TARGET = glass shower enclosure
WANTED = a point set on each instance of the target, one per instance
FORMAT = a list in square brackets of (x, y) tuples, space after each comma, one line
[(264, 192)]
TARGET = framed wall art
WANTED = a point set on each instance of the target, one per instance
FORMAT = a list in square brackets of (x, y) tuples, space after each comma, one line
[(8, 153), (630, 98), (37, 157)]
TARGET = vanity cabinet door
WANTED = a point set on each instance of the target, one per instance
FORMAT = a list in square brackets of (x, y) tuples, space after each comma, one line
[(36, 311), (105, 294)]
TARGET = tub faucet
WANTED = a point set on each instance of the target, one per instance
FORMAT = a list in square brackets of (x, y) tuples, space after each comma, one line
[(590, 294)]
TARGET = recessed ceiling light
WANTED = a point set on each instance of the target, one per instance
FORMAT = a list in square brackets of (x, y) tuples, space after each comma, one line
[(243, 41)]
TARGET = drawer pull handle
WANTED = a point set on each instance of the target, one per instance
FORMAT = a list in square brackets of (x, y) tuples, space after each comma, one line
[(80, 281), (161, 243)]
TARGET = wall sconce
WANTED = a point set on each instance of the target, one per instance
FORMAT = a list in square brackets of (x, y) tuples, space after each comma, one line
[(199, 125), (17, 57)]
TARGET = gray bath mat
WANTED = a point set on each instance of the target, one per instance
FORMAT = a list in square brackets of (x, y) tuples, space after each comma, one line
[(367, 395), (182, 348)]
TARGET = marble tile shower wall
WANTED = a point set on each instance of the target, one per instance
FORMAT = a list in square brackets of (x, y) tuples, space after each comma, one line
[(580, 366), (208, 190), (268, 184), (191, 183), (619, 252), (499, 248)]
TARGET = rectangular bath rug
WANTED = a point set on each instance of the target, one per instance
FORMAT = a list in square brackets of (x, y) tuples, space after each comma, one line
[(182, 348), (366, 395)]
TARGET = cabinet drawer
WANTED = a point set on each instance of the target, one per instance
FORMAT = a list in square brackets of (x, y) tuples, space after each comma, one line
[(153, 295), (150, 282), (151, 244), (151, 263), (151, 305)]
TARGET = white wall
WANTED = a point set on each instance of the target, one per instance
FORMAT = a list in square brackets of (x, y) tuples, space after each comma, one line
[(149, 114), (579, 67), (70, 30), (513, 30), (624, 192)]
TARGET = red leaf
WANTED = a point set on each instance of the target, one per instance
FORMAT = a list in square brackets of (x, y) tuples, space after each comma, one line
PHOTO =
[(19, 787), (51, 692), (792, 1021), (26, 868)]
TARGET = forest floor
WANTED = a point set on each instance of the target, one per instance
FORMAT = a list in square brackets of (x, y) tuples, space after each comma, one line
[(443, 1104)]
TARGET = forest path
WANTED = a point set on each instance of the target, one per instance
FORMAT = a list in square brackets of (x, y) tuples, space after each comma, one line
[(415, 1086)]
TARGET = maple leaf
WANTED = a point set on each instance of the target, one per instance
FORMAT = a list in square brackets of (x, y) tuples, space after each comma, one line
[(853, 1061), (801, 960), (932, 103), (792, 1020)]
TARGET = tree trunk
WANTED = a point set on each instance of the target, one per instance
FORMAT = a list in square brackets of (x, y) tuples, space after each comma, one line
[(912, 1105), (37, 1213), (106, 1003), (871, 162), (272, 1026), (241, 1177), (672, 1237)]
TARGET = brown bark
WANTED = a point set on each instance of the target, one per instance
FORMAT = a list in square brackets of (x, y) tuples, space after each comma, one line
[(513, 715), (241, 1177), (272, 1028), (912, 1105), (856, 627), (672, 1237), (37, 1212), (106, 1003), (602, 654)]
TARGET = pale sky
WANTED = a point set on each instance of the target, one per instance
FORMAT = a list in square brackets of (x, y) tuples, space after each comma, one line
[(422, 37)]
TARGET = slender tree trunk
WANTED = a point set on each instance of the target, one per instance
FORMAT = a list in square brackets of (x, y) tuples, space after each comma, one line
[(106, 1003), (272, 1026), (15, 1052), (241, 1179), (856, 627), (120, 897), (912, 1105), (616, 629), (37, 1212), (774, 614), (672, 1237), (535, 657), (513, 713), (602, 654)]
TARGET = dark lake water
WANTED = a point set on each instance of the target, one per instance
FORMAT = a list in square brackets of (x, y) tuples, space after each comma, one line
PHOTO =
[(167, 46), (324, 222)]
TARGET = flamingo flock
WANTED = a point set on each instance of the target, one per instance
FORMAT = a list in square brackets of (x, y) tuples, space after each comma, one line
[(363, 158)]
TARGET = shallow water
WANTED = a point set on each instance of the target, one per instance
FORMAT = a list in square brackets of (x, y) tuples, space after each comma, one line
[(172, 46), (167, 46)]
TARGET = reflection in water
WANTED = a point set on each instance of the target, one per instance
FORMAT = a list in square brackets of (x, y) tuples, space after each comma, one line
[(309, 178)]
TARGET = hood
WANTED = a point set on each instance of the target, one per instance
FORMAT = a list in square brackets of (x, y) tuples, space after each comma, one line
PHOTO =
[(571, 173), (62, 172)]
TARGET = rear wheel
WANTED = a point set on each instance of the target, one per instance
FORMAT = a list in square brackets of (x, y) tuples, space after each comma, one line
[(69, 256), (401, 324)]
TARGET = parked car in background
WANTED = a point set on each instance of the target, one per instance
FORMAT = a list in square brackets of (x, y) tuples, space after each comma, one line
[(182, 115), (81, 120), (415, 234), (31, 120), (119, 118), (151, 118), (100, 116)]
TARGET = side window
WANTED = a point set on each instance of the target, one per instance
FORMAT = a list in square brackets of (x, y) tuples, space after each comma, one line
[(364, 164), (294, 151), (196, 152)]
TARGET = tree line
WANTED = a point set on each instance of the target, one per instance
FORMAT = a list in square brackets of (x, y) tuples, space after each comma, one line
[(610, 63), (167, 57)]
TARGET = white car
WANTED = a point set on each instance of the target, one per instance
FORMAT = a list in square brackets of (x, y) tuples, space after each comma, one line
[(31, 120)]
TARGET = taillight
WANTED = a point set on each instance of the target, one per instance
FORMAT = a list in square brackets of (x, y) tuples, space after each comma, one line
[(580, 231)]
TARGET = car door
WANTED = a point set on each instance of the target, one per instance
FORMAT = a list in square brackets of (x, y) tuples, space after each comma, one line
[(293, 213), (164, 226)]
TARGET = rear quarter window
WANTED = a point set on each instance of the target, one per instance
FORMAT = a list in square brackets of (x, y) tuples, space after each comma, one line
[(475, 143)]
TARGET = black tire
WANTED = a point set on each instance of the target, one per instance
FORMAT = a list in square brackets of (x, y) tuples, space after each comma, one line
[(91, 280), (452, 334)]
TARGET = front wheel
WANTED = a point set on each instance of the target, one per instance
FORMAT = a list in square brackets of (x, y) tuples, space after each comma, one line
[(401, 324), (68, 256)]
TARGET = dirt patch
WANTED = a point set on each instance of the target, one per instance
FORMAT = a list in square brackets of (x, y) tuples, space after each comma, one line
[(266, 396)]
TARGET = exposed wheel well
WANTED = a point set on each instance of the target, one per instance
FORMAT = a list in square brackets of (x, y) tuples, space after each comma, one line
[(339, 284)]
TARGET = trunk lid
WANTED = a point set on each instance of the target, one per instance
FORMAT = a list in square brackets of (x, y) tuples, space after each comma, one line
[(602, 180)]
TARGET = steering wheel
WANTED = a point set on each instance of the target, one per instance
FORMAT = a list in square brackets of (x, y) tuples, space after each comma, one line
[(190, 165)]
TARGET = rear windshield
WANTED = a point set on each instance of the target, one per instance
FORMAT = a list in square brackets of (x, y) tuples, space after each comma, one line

********************

# INSTRUCTIONS FOR THE TASK
Transcribe all of the data above line for line, without changing anything.

# RIGHT ANSWER
TARGET = glass shower enclosure
WANTED = a point set on each instance of the target, one per instance
FORMAT = a list in square brackets of (x, y) tuples, space after each comma, one line
[(264, 192)]
TARGET = framed wall art
WANTED = a point set on each instance of the target, one per instance
FORMAT = a list in square brackets of (x, y) tuples, space after each comma, one line
[(8, 153), (630, 98), (37, 157)]
TARGET = vanity cabinet door
WANTED = a point set on each instance of the target, one per instance
FORMAT = a list in square brackets of (x, y) tuples, space after each comma, one line
[(36, 311), (105, 294)]
TARGET = tub faucet
WANTED = a point set on each instance of the target, one per instance
FORMAT = a list in square brackets of (x, y) tuples, space after each comma, one line
[(590, 294)]
TARGET = recessed ceiling light
WANTED = a point set on each instance of the target, one per instance
FORMAT = a list in square brackets of (x, y) tuples, space after each comma, one line
[(243, 41)]
TARGET = drawer pull handle
WANTED = a point set on each instance of the target, one per instance
FORMAT = a list in square brackets of (x, y) tuples, space after each comma, one line
[(80, 281), (161, 243)]
TARGET = wall sconce
WANTED = a point set on each instance of the target, one per instance
FORMAT = a list in square brackets of (x, y) tuples, space after each comma, one line
[(199, 125), (17, 57)]
TARGET = gray bath mat
WANTED = a point set on each instance of the target, one per instance
FORMAT = a list in square brackets of (x, y) tuples, space after each comma, one line
[(367, 395), (182, 348)]
TARGET = marble tile shower wall
WANTED = a point set on each instance of the target, one per instance
FORMAT = a list in square brackets of (x, y) tuples, space after each comma, one line
[(580, 366), (208, 190), (268, 184), (191, 183), (619, 252), (499, 248)]
TARGET = rectangular bath rug
WANTED = a point set on each instance of the target, one per instance
FORMAT = a list in square brackets of (x, y) tuples, space after each comma, one line
[(182, 348), (366, 395)]
TARGET = cabinet drawer
WANTED = a point set on each instance of the target, one per instance
FORMAT = a list in square brackets of (x, y) tuples, space after each comma, one line
[(153, 295), (150, 282), (151, 244), (151, 263), (151, 305)]
TARGET = white wall
WANTED = a point set on each instance of the target, one per instance
FORMAT = a list in square brackets of (x, y) tuples, space after each comma, one line
[(149, 114), (579, 67), (70, 30), (513, 30), (624, 192)]
TARGET = red leaf
WANTED = a point set on each instance of the target, one per instance
FORMAT = a list in square brackets of (x, y) tuples, space after each comma, one line
PHOTO =
[(19, 787), (51, 692), (792, 1021), (26, 868)]
TARGET = forest floor
WANTED = a point set on each instance of the target, one per instance
FORMAT = a list in square brackets of (x, y) tuples, space after each comma, one line
[(443, 1104)]
TARGET = forest path
WANTED = a point set on each instance of the target, one per instance
FORMAT = a list in square brackets of (x, y) tuples, space after each comma, one line
[(415, 1086)]
TARGET = maple leaf
WANTED = a point set on each instance of the target, one per instance
FORMAT = a list in square brackets of (x, y) tuples, space after each comma, one line
[(853, 1061), (801, 960), (932, 103), (792, 1020)]
TARGET = tree trunk
WANTED = a point set on each instance of the target, one per instance
FORMAT = a list in square brackets of (x, y) tuples, space after each comma, one line
[(912, 1105), (37, 1213), (106, 1003), (871, 162), (272, 1026), (241, 1177), (672, 1237)]
TARGET = brown bark
WANTED = a point set on each instance of the target, one per instance
FORMAT = a list in square brackets of (x, y) tuples, space after each comma, one line
[(513, 715), (241, 1177), (272, 1028), (912, 1105), (856, 627), (672, 1237), (37, 1212), (106, 1003), (602, 654)]
TARGET = pale sky
WANTED = a point set on each instance of the target, one per instance
FORMAT = a list in square brackets of (x, y) tuples, space after each comma, one line
[(422, 37)]
TARGET = slender tree trunk
WANTED = a point set on each instance of the target, one per instance
FORMAT = a list in square brackets of (x, y) tuples, space after each comma, one line
[(106, 1003), (272, 1026), (15, 1052), (241, 1179), (856, 627), (120, 897), (912, 1105), (616, 629), (37, 1212), (774, 614), (672, 1237), (535, 657), (513, 713), (602, 654)]
TARGET = dark lake water
WANTED = a point set on each instance of the target, one per instance
FORMAT = a list in square brackets of (x, y) tuples, space after each comma, one line
PHOTO =
[(167, 46), (324, 222)]
TARGET = flamingo flock
WANTED = a point set on each instance of the target, one per instance
FORMAT = a list in square brackets of (x, y) tuples, space after each comma, one line
[(363, 158)]
TARGET = shallow water
WANTED = a point set on each instance of the target, one per instance
FORMAT = a list in square brackets of (x, y) tuples, space after each comma, one line
[(172, 46), (167, 46)]
TARGET = reflection in water
WANTED = a point set on each instance of the target, one per instance
FORMAT = a list in square brackets of (x, y) tuples, space after each comma, one line
[(309, 178)]
TARGET = hood
WANTED = a point set on each instance of the target, one per instance
FORMAT = a list in square brackets of (x, y) tuples, space after each comma, one line
PHOTO =
[(571, 173), (62, 172)]
TARGET = rear wheel
WANTED = a point set on each instance of the target, one per instance
FORMAT = a list in square brackets of (x, y) tuples, space after each comma, one line
[(69, 256), (401, 324)]
TARGET = parked car in background
WANTED = a point set on each instance of the target, one per instance
FORMAT = a list in square brackets of (x, y) tuples, space after each comma, one line
[(182, 115), (81, 120), (415, 234), (31, 120), (119, 118), (151, 118), (100, 116)]
TARGET = side window
WANTED = a point set on each instance of the target, one per instance
FORMAT = a list in square brackets of (x, y) tuples, space after each comma, one line
[(364, 164), (294, 151), (196, 152)]
TARGET = tree line
WANTED = a point set on each instance of the target, one per instance
FORMAT = a list in square brackets of (x, y) tuples, space after each comma, one line
[(610, 63), (167, 57)]
TARGET = white car
WANTED = a point set on each instance of the target, one per instance
FORMAT = a list in square brackets of (x, y) tuples, space after each comma, one line
[(31, 120)]
TARGET = taillight
WANTED = a point set on each instance of the target, one per instance
FORMAT = a list in square brackets of (x, y) tuples, space after each comma, one line
[(580, 231)]
TARGET = car door
WANTED = a point set on each instance of the target, one per instance
FORMAT = a list in square brackets of (x, y) tuples, space after each comma, one line
[(293, 213), (164, 226)]
TARGET = rear quarter window
WANTED = a point set on each instance of the target, one per instance
FORMAT = a list in square brackets of (x, y) tuples, space after each comma, one line
[(475, 143)]
TARGET = black tire
WANTED = a point set on each instance of the target, one per instance
FORMAT = a list in square brackets of (x, y) tuples, space after each comma, one line
[(91, 280), (452, 334)]
TARGET = front wheel
WANTED = a point set on each instance of the target, one per instance
FORMAT = a list in square brackets of (x, y) tuples, space after each comma, one line
[(401, 324), (68, 256)]
TARGET = dirt patch
WANTED = a point set on each instance of the target, one per instance
FORMAT = a list in square brackets of (x, y) tuples, space after each comma, one line
[(266, 396)]
TARGET = exposed wheel well
WANTED = a point set on each instance of the target, one per instance
FORMAT = a list in square brackets of (x, y) tuples, space after each comma, one line
[(339, 284)]
TARGET = trunk lid
WANTED = a point set on each instance of the target, one per instance
FORMAT = a list in square brackets of (x, y) tuples, space after each comma, one line
[(602, 180)]
TARGET = steering wheel
WANTED = a point set on each instance of the target, one per instance
FORMAT = a list in square brackets of (x, y) tuples, space after each comma, one line
[(190, 165)]
TARGET = rear windshield
WANTED = a point set on each instance of the target, one per instance
FORMAT = a list in square brackets of (x, y) tuples, space after each comma, one line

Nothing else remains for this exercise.